CONSIGNE 1
Selon la critique de Shutter Island, de quelle œuvre le film est-il adapté ?
CONSIGNE 2
Reproduisez tel quel le passage de la critique de Shutter Island qui va de « Adapté d’un roman » jusqu'à « partout des traces. » inclus.

Shutter Island
Nulle part. Image blanche comme neige. Un ferry sort lentement du brouillard. À son bord, Teddy Daniels (Leonardo DiCaprio) et Chuck son assistant, deux marshalls en route pour Shutter Island, l’île des fous et asile pénitentiaire, s'apprêtent à enquêter sur la disparition d’une patiente.
Ambiance L’île noire de Hergé revisitée par L’île des morts du peintre Böcklin. Le décor est planté, véritable coup de génie du film. À peine débarqués sur les lieux, les deux hommes croisent la faune locale : des malades terrifiants, des matons qui rappellent les heures sombres de la Gestapo et des scientifiques (Max von Sydow et Ben Kingsley) dont on ne serait pas étonnés d’apprendre qu’ils sont aussi (ou furent ?) des tortionnaires. Et puis, il y a ces orages, ces éclairs qui zèbrent le ciel, ces bâtiments inquiétants, ces cryptes, ces indices que l’on peine à interpréter, ces flash‑back d’une mère et de ses enfants noyés, et même une reconstitution de la libération du camp de Dachau.
Adapté d’un roman de Dennis Lehane (Mystic River, Sliver), Shutter Island tient tout entier dans son twist final qui séduira les amateurs du Sixième sens et laissera les autres sur le carreau. Scorsese, en plein trip gothico‑baroque, en profite surtout pour rendre hommage à son cinéaste de chevet, Michael Powell, le réalisateur de Narcisse noir et des Chaussons rouges, dont on trouve ici partout des traces.
Ben Kingsley et Leonardo DiCaprio, dont la prise de poids commence à inquiéter, cabotinent à l’envi et l’ensemble, en dépit d’une somptueuse photographie et d’une séquence d’ouverture à tomber, ressemble à un pudding kitsch et pluvieux. L’histoire, aux mille tiroirs, évoque enfin ces films fantastiques espagnols (L’orphelinat) qui, à force de coups de théâtre et de détails très importants mais indéchiffrables, finissent par lâsser. Un tout petit Scorsese.

[Enregistrements sources]
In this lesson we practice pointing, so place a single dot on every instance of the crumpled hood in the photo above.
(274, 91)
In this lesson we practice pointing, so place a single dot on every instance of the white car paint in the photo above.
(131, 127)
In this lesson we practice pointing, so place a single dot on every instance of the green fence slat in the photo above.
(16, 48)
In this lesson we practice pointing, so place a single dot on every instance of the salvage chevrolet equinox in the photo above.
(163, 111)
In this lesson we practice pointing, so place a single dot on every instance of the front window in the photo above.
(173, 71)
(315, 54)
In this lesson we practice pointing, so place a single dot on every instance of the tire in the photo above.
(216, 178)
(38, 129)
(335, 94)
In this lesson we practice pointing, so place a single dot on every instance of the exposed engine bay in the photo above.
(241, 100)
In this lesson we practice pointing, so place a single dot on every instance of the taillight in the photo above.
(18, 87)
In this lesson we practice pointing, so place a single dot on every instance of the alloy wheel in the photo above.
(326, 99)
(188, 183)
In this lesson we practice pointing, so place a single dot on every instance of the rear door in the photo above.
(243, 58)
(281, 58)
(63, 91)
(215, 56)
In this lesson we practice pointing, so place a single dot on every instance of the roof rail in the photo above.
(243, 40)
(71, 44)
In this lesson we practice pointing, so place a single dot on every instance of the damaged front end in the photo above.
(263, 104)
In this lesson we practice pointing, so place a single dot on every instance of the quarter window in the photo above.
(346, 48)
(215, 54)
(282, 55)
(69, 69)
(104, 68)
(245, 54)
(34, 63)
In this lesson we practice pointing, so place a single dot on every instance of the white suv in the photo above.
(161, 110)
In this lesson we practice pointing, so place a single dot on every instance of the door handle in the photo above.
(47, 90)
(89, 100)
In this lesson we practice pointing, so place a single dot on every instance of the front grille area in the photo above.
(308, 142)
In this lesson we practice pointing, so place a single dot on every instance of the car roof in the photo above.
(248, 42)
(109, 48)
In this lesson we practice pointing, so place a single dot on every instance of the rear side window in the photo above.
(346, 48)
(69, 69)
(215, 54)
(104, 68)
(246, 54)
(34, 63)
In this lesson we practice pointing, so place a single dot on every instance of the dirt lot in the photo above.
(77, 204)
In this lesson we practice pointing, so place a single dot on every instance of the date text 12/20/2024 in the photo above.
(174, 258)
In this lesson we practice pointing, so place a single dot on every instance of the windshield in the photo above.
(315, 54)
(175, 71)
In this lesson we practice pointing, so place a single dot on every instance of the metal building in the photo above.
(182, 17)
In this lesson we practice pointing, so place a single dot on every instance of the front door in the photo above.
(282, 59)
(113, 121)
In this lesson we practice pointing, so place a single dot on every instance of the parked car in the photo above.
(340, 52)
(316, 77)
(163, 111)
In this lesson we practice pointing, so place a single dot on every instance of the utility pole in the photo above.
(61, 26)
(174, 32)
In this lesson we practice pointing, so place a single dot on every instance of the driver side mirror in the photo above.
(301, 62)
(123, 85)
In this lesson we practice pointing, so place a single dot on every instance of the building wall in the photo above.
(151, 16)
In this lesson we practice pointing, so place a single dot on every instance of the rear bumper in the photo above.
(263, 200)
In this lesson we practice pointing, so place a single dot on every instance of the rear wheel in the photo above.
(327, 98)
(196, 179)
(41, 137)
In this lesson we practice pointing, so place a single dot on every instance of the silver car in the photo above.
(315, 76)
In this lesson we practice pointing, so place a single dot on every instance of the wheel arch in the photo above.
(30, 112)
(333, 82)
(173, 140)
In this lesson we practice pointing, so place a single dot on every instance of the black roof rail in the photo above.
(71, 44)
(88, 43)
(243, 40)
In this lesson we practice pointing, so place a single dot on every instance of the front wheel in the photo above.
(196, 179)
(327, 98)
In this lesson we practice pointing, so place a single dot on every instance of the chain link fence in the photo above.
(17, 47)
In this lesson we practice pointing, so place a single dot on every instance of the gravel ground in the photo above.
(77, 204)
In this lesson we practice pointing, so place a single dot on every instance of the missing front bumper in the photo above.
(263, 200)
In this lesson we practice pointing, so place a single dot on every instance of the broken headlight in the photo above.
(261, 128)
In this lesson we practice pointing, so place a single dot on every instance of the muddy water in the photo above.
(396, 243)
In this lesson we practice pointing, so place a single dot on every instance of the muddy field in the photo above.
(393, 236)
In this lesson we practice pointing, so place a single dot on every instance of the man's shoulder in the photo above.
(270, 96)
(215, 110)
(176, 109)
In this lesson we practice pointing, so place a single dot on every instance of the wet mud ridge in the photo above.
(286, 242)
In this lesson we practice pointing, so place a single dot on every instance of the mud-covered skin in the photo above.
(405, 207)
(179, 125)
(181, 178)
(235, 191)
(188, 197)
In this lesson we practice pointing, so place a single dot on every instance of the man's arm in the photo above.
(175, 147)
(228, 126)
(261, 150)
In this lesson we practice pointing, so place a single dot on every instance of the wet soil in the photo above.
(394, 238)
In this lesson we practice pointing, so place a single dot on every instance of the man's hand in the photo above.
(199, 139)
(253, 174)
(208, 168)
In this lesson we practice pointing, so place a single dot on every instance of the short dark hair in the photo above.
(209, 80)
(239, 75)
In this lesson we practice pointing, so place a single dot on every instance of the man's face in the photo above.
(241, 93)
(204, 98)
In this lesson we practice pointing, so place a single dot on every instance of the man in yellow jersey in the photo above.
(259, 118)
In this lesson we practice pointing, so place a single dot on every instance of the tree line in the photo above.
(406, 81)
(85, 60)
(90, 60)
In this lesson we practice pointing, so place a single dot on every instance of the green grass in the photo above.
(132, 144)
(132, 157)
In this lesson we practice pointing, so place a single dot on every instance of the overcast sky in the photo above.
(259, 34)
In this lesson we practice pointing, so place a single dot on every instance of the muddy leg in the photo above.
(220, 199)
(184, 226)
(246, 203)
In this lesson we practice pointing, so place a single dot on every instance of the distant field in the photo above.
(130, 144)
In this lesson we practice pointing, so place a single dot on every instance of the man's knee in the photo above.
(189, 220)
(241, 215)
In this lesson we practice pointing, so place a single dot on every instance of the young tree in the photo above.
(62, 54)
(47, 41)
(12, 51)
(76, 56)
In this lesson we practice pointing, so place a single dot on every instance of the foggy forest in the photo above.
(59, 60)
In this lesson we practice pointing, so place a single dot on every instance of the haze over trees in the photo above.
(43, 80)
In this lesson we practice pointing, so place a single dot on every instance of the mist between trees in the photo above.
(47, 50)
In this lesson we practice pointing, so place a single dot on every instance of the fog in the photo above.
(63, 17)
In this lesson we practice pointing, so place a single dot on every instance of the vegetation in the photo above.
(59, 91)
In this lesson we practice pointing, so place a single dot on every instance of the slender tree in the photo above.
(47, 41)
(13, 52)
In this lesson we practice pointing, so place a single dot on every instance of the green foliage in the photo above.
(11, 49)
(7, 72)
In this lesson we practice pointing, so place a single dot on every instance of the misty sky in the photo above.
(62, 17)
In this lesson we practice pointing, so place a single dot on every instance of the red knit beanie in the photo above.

RÉPONSE 1
D'un roman de Dennis Lehane.

RÉPONSE 2
Adapté d’un roman de Dennis Lehane (Mystic River, Sliver), Shutter Island tient tout entier dans son twist final qui séduira les amateurs du Sixième sens et laissera les autres sur le carreau. Scorsese, en plein trip gothico‑baroque, en profite surtout pour rendre hommage à son cinéaste de chevet, Michael Powell, le réalisateur de Narcisse noir et des Chaussons rouges, dont on trouve ici partout des traces.